▶ Exercices proposés:
1. D'après le texte sur le logement soviétique, quel pays a été le premier au monde à garantir dans sa constitution un logement abordable à tous les citoyens ?
2. Poursuivez le texte sur le logement soviétique en reprenant immédiatement après sa dernière phrase.

▶ Texte du document:
-*-*-
Un regard sur la politique et la philosophie soviétiques en matière de logement, 1982

Un regard sur la politique et la philosophie soviétiques en matière de logement, 1982

Alors qu’en France, pour trouver un logement il faut justifier de 3 fiches de paie correspondant chacune à 3 fois le loyer, que les précaires sont obligés de tricher et que donc le logement occupe souvent plus de 30 % de leur salaire, que 300 000 SDF vivent dans nos rues, un quart de ceux-ci possédant un emploi ; petit voyage en URSS dans les années 80… avec cet article de The Left Chapter.
Source : The Left Chapter : A look at Soviet housing policy & philosophy, 1982 - The Left Chapter - Michael Laxer - 16 novembre 2020

Voici un regard sur l’attitude profondément humaniste des Soviétiques à l’égard du logement au début des années 1980.

Le magazine soviétique anglophone Socialism : Theory and Practice (STP) avait une rubrique où il répondait aux questions qui lui avaient été envoyées sur divers problèmes auxquels la société soviétique et le socialisme étaient confrontés. En février 1982, un correspondant du STP a répondu à une question sur la politique soviétique du logement et son opposition au logement commercialisé. En février 1982, un correspondant du STP a répondu à une question sur la politique soviétique du logement et son opposition au logement commercialisé.

Bien construit et en avance sur le calendrier, affiche sur le logement soviétique, 1955

La réponse est un aperçu succinct et très instructif de ce sujet qui préoccupait énormément le parti et les dirigeants soviétiques. L’URSS est née de la guerre, de la révolution et de la guerre civile, et a été dévastée pendant la Seconde Guerre Mondiale.

Pourtant, elle a été le premier pays au monde à garantir à tous les citoyens, dans sa constitution, non seulement un logement mais surtout un logement abordable. La politique soviétique du logement était donc profondément humaniste. Comme le note l’auteur, en URSS à l’époque, « les invalides, les combattants de la Grande Guerre Patriotique (1941-1945), les vétérans du travail, les familles nombreuses, les mères célibataires, etc. bénéficient de privilèges et de préférences leur permettant d’obtenir un appartement, ou une augmentation de leur surface habitable, ils passent en tête de la file d’attente générale pour le logement. Le facteur décisif est donc le principe de justice et non les qualifications matérielles d’une famille. En fournissant un logement, nous nous préoccupons avant tout de l’aspect social de la question – la création de conditions de vie et de loisirs égales pour tous les citoyens soviétiques ».
-*-*-
▶ Liste des données:
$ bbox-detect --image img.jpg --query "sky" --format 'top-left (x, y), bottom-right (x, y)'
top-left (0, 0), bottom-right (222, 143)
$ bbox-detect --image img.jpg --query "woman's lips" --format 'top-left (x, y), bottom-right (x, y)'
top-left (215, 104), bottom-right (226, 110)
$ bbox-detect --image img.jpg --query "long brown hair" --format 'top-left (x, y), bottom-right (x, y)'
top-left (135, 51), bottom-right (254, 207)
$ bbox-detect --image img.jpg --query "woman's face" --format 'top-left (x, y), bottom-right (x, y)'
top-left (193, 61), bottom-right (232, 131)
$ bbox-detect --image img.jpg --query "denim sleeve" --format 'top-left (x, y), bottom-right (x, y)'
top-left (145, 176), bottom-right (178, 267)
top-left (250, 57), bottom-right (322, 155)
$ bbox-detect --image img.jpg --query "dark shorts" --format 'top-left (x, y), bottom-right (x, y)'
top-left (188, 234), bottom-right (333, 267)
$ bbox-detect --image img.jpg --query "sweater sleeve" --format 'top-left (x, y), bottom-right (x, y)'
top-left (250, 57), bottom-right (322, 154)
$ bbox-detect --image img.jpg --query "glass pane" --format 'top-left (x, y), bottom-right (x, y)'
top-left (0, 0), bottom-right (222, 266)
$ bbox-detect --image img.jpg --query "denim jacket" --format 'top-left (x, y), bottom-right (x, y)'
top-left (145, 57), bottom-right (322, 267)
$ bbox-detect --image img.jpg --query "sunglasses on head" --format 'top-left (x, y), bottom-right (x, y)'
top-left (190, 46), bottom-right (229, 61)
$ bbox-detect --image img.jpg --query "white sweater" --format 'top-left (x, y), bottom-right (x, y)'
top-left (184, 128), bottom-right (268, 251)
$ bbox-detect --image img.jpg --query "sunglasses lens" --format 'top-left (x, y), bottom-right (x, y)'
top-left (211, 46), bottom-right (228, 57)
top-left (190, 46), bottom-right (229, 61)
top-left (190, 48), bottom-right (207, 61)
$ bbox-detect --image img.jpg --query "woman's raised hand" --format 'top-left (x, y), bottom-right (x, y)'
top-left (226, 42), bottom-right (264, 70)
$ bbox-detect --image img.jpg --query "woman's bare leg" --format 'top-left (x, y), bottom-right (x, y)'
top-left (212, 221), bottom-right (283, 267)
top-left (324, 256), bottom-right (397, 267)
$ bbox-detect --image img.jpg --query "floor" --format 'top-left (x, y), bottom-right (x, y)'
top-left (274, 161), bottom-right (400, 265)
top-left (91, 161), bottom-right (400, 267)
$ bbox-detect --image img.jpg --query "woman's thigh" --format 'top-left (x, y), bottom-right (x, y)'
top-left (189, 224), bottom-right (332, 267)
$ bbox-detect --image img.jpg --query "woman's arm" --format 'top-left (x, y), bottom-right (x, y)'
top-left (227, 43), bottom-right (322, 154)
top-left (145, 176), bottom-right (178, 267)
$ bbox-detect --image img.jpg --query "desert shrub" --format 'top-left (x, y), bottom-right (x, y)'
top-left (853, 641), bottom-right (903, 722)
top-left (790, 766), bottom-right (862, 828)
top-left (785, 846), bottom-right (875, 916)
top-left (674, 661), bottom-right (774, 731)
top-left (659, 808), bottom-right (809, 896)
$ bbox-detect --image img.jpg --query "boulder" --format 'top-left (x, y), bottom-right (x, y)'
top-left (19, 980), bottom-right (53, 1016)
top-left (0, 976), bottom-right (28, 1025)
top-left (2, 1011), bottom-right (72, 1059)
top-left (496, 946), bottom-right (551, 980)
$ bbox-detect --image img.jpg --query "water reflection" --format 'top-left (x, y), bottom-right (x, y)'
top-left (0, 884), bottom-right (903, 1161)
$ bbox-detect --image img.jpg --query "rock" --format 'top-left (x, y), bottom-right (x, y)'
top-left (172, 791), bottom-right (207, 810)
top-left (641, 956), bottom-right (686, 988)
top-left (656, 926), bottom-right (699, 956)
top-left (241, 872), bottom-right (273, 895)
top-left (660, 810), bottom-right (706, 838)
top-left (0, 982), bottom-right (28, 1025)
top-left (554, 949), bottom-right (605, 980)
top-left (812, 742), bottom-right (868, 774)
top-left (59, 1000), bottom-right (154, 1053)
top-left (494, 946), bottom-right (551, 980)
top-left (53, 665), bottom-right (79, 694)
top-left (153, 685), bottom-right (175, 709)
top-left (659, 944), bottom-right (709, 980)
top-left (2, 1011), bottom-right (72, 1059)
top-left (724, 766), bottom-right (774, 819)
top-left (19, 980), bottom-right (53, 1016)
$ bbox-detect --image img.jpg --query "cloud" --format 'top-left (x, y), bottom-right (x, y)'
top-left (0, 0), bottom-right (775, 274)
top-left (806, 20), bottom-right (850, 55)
-*-*-
▶ Les réponses:
1. L'URSS.

2.
On ne pourrait rien dire de tel concernant le logement capitaliste, ni à l’époque ni aujourd’hui.

Comme l’auteur le fait remarquer, si l’Union soviétique adoptait une approche commerciale, « certaines des familles les plus aisées ou des familles comptant un petit nombre de membres pourraient obtenir un appartement plus rapidement et vivraient dans des appartements luxueux ou des logements individuels ». Mais du « point de vue soviétique, c’est inhumain ».

Vers la fin de l’Union soviétique, le loyer ne représentait pas plus de 4 % environ du revenu moyen d’une famille et il n’avait pas augmenté depuis 1928, un fait tout simplement étonnant. Le logement était fortement subventionné par l’État, tout comme les services publics.
Dans les années 1980, des millions de nouveaux appartements étaient construits chaque année, bien que les normes des grandes villes et des villes plus anciennes soient en retard par rapport à celles des petits centres et des villes nouvelles, tant en termes de quantité que de qualité, on recourait davantage au parc de logements anciens.

La réponse porte ici sur les objectifs, les coopératives de logement, les loyers, les protections contre l’expulsion et d’autres aspects de la politique du logement à l’époque.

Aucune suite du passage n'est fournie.